Directions for this task
Nothing is needed except the lines below that run from the one with "Point out the green shrub" through the one with "Sample: <point>70,107</point>", repeated exactly.
----
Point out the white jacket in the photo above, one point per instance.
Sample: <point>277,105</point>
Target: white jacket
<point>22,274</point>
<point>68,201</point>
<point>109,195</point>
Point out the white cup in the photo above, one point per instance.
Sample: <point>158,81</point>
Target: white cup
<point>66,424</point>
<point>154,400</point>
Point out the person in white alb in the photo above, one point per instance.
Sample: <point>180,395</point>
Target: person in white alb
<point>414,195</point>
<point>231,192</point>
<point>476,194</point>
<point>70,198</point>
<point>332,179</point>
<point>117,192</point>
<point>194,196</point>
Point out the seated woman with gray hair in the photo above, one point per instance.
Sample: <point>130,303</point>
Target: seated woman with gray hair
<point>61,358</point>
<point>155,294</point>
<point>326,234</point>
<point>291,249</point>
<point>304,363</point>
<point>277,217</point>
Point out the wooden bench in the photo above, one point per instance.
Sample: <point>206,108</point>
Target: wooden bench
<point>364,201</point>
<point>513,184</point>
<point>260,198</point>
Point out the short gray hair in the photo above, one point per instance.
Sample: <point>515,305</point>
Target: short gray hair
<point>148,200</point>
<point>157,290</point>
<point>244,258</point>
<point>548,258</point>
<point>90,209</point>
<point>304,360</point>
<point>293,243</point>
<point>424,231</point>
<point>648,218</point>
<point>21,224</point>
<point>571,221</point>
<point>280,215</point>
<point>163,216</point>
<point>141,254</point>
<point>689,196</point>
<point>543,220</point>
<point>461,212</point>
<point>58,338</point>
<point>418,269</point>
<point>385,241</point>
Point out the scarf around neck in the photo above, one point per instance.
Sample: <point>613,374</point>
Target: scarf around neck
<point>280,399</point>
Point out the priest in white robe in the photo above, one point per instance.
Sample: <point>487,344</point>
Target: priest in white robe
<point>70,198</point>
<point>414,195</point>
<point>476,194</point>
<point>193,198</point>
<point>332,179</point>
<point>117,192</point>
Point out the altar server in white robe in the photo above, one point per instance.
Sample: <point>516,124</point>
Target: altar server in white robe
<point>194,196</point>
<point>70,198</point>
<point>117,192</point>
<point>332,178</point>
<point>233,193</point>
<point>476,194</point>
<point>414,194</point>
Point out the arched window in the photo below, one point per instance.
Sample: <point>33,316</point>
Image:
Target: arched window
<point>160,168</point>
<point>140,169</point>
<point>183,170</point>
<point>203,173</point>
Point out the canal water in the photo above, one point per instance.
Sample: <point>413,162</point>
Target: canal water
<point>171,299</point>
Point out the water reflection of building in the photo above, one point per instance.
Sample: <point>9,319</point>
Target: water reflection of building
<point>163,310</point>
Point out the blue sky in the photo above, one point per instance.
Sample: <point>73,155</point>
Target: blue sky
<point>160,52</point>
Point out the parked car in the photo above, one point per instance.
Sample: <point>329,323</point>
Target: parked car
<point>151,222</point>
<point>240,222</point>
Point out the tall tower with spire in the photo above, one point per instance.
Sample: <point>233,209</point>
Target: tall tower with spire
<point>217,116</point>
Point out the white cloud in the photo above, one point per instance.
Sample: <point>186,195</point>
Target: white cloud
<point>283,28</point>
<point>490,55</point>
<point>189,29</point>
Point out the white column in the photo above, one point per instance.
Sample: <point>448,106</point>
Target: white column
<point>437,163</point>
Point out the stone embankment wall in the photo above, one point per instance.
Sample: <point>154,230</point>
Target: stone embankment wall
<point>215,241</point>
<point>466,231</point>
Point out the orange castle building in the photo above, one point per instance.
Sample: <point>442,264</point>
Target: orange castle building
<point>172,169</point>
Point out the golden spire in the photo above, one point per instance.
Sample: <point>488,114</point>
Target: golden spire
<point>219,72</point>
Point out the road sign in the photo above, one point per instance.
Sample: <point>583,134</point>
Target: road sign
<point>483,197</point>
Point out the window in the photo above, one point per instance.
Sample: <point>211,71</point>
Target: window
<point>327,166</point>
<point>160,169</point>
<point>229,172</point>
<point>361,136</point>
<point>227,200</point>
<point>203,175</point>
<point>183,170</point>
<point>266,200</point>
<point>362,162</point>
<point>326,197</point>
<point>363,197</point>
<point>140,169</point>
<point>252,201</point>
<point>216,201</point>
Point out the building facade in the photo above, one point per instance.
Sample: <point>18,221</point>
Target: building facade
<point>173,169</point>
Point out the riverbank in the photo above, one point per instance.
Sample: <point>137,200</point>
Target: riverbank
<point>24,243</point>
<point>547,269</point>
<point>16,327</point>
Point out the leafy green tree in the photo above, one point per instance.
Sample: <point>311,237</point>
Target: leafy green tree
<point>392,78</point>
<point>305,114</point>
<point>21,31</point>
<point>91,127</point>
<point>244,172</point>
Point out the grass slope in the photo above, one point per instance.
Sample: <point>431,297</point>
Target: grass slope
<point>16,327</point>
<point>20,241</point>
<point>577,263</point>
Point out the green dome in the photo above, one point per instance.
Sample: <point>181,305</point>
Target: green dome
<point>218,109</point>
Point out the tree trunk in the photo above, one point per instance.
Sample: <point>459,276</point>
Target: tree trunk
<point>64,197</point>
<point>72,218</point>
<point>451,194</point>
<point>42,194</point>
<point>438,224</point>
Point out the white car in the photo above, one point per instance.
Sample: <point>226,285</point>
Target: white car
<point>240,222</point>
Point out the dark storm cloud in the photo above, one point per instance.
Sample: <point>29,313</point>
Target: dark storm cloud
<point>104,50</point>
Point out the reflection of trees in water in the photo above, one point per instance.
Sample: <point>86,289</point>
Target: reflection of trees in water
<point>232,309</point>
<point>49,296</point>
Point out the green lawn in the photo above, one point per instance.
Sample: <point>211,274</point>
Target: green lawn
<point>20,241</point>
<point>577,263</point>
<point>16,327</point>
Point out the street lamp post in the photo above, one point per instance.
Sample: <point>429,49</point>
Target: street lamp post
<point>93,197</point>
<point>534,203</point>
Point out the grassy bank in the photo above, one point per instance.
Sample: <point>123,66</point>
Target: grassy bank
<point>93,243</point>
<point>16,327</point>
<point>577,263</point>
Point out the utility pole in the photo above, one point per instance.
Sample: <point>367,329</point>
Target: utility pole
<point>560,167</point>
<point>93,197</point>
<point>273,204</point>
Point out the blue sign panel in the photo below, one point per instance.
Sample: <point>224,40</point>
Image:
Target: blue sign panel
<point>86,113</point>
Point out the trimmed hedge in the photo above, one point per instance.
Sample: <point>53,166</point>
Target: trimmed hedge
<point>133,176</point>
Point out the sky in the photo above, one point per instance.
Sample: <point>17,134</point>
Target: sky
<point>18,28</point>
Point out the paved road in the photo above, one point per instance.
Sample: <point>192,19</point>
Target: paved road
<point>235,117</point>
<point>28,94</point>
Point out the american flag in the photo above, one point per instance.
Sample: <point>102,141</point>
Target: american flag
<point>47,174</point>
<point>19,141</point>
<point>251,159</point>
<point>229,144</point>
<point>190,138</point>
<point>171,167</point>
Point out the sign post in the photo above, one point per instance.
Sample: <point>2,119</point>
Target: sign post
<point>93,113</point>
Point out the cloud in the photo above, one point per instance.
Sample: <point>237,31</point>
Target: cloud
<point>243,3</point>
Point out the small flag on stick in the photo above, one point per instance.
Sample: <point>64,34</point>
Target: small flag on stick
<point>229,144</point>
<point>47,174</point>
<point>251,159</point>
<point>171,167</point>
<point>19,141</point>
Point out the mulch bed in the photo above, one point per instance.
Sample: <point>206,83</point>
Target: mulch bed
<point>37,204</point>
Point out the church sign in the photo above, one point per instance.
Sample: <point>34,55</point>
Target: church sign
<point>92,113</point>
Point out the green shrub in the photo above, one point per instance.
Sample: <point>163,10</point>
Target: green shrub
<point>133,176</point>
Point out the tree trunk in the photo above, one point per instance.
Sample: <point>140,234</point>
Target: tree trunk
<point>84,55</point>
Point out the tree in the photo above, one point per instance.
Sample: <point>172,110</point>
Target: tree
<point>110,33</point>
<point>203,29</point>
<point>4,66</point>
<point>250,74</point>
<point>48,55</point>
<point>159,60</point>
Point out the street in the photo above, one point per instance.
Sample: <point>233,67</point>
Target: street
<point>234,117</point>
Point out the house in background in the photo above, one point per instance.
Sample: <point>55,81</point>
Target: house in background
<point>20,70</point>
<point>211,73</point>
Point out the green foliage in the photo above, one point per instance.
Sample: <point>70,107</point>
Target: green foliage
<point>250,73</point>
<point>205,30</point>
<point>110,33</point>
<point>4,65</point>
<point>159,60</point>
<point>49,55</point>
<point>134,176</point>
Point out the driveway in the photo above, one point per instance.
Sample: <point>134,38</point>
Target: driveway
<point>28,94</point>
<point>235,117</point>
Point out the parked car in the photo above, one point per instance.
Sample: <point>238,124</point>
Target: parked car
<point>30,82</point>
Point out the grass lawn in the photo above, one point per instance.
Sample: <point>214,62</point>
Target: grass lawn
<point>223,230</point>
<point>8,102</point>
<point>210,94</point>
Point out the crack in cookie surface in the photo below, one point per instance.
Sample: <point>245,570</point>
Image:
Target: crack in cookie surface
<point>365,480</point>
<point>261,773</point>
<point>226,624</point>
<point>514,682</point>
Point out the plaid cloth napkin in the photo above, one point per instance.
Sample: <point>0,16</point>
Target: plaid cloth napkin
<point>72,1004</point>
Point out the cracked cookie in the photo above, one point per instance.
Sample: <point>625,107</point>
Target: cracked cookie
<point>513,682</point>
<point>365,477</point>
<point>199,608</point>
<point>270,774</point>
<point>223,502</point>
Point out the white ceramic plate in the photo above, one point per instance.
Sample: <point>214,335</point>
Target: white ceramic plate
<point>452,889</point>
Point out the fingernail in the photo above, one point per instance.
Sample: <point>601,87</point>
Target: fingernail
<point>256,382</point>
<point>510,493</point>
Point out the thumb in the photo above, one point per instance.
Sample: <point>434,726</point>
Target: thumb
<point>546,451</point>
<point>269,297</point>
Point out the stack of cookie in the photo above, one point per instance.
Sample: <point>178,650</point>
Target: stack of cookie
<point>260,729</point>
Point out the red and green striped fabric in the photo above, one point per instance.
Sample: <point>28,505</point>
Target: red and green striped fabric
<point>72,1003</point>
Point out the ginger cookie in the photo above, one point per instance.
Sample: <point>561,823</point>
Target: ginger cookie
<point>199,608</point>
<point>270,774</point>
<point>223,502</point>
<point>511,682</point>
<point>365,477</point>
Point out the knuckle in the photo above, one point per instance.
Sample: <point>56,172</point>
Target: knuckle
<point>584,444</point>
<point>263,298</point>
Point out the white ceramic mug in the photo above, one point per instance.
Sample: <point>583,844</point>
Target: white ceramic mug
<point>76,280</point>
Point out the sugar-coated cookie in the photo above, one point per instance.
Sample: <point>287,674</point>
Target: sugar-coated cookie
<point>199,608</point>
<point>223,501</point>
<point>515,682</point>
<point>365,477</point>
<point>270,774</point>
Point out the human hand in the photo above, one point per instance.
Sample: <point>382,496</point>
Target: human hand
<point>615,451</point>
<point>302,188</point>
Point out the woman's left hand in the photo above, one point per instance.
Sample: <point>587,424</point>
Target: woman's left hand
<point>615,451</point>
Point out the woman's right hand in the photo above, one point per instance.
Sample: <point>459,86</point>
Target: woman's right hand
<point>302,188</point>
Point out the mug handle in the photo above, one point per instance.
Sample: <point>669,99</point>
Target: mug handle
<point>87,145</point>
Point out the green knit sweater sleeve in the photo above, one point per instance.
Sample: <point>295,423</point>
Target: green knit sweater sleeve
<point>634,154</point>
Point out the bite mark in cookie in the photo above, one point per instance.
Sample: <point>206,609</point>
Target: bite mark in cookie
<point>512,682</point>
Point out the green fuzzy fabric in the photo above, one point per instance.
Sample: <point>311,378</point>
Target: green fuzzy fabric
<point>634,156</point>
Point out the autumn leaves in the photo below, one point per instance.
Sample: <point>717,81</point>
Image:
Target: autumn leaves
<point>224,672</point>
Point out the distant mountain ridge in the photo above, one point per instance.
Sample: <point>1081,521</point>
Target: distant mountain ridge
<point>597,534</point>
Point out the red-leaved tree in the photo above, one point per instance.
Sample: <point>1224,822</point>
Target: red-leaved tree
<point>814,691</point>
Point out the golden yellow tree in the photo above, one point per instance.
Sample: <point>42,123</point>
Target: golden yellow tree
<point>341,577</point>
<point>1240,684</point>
----
Exercise response
Point out the green shrub in the photo above, one point per instance.
Sample: <point>163,10</point>
Target: green shrub
<point>133,176</point>
Point out the tree trunk in the photo above, one point per instance.
Sample: <point>140,234</point>
Target: tree trunk
<point>84,55</point>
Point out the tree in the photo above, one point per instance.
Sample: <point>172,110</point>
Target: tree
<point>110,33</point>
<point>203,29</point>
<point>4,66</point>
<point>250,74</point>
<point>48,55</point>
<point>159,60</point>
Point out the street in the photo above, one point per instance.
Sample: <point>233,67</point>
Target: street
<point>234,117</point>
Point out the house in background in the photo above, one point per instance.
Sample: <point>55,81</point>
Target: house in background
<point>20,70</point>
<point>211,73</point>
Point out the green foliage in the photo above, one point per instance.
Sample: <point>70,107</point>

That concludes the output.